— BEGIN SOURCE EXCERPT —
Hemel:  The Twilight Of Tax Sunsets?

Sunset 2University of Chicago Law Faculty Blog:  The Twilight of Tax Sunsets?, by Daniel Hemel:

Since the early 2000s, Congress has filled the Internal Revenue Code with numerous sunset provisions. These provisions by their terms apply for a limited period, although Congress regularly renews them through annual “extenders” legislation. Examples have included the tax credit for research and experimentation expenses, the Subpart F exception for active financing, the deduction for state and local sales taxes, and the American Opportunity Tax Credit for the first four years of postsecondary education. Interest groups have devoted significant resources toward ensuring that members of Congress extend these tax breaks from year to year. Tax law scholars, in turn, have channeled considerable energy toward explaining the prevalence of sunset provisions in tax law.

A leading explanation of the “sunset” phenomenon is that lawmakers use temporary tax legislation to extract rents from interest groups. Rebecca Kysar writes that “the continuous threat of expiration allows Congress to extract more rents from interest groups through the use of sunset provisions that require those groups repeatedly to return to the congressional floor to achieve their goals.” Edward McCaffery and Linda Cohen likewise hypothesize that lawmakers will maximize rents through a “stringing-along” strategy, using extenders bills to get “multiple bites at the apple.” Others have offered similar accounts.

The rent-extraction hypothesis might lead one to expect that temporary tax breaks will be a permanent feature of the Code, as lawmakers have little incentive to relinquish the rents they derive from the extenders game. But that prediction has proven wrong: earlier this month, Congress voted to make 22 once-temporary tax breaks permanent, including all four provisions mentioned above. Congress’s recent action gives rise to a puzzle: If temporary legislation allows lawmakers to maximize the rents they can extract from interest groups, why did Congress allow these tax breaks to become permanent? Did DC suffer a sudden outbreak of public spiritedness this holiday season? Or does the rent-extraction hypothesis need updating?
— END SOURCE EXCERPT —
— BEGIN DATASET RECORDS —
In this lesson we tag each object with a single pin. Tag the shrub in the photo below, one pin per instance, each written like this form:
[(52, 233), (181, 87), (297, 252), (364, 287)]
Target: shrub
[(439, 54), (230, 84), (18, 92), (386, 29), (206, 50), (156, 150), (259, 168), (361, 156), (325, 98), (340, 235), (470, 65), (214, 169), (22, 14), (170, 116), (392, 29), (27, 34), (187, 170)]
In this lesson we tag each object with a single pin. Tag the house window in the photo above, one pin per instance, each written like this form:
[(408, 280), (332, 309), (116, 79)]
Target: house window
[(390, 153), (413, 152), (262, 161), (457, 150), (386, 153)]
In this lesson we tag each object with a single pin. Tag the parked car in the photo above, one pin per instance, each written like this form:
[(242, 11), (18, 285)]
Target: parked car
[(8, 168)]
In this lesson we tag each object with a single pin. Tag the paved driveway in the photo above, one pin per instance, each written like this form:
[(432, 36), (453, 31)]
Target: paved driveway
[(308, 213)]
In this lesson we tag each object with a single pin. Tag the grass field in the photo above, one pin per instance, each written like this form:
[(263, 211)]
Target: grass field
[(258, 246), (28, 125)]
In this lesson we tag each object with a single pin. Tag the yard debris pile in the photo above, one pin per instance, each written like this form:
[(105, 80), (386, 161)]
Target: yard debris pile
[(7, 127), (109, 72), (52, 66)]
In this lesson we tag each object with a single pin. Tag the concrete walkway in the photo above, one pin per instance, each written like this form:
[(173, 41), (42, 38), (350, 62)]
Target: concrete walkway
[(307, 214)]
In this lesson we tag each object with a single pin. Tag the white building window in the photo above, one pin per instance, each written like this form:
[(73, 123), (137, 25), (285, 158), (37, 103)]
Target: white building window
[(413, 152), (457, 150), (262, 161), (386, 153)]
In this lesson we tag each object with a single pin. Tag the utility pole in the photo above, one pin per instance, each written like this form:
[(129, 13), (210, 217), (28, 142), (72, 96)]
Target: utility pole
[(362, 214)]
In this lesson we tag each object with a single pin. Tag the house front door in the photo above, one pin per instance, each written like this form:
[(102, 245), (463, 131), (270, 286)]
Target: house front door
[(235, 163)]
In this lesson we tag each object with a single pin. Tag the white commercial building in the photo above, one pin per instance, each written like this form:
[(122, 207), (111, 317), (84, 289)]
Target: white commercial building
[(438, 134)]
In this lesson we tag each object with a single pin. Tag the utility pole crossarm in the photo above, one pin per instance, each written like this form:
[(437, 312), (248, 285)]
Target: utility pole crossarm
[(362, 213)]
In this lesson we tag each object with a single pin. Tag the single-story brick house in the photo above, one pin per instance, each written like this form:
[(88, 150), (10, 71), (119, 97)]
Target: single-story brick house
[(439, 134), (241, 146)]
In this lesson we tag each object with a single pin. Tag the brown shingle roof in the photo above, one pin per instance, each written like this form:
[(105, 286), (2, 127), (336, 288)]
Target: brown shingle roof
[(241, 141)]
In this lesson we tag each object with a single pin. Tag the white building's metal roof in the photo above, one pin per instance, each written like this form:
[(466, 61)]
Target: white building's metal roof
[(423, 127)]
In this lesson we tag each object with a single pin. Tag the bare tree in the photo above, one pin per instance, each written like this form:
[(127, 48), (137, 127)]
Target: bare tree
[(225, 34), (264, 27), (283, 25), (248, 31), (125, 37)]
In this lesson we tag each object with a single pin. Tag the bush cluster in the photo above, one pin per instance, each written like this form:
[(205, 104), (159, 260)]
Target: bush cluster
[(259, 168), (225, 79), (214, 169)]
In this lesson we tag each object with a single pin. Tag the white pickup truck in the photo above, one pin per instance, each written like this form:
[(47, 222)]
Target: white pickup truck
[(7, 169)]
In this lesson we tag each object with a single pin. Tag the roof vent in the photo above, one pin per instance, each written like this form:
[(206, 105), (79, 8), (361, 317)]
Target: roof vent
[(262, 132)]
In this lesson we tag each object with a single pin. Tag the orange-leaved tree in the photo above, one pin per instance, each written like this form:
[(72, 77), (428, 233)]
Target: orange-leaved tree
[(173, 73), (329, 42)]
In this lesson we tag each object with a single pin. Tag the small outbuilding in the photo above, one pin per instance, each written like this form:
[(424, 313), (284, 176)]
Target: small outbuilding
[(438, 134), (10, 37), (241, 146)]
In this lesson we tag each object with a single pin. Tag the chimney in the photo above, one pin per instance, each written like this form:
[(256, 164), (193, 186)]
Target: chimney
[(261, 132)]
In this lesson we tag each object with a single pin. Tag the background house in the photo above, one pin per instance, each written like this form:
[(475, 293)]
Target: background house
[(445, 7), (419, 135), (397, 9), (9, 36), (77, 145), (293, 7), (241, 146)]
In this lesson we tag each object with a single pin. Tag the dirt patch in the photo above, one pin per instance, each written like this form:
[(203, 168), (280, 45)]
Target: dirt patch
— END DATASET RECORDS —
*TASK INSTRUCTIONS*.
a: Translate this sentence from the excerpt on tax sunsets into Spanish: "Interest groups have devoted significant resources toward ensuring that members of Congress extend these tax breaks from year to year."
b: Using the excerpt on tax sunsets, answer these questions:
(i) Since when has Congress filled the Internal Revenue Code with sunset provisions?
(ii) Which two scholars hypothesize that lawmakers use a "stringing-along" strategy?
(iii) How many once-temporary tax breaks did Congress vote to make permanent?
c: From the excerpt on tax sunsets, pull out everything from "The rent-extraction hypothesis might" down to "hypothesis need updating?".

*ANSWERS TO THE PROBLEMS*.
a: Los grupos de interés han dedicado importantes recursos a asegurar que los miembros del Congreso prorroguen estas exenciones fiscales año tras año.

b:
(i) Since the early 2000s.
(ii) Edward McCaffery and Linda Cohen.
(iii) 22.

c:
The rent-extraction hypothesis might lead one to expect that temporary tax breaks will be a permanent feature of the Code, as lawmakers have little incentive to relinquish the rents they derive from the extenders game. But that prediction has proven wrong: earlier this month, Congress voted to make 22 once-temporary tax breaks permanent, including all four provisions mentioned above. Congress’s recent action gives rise to a puzzle: If temporary legislation allows lawmakers to maximize the rents they can extract from interest groups, why did Congress allow these tax breaks to become permanent? Did DC suffer a sudden outbreak of public spiritedness this holiday season? Or does the rent-extraction hypothesis need updating?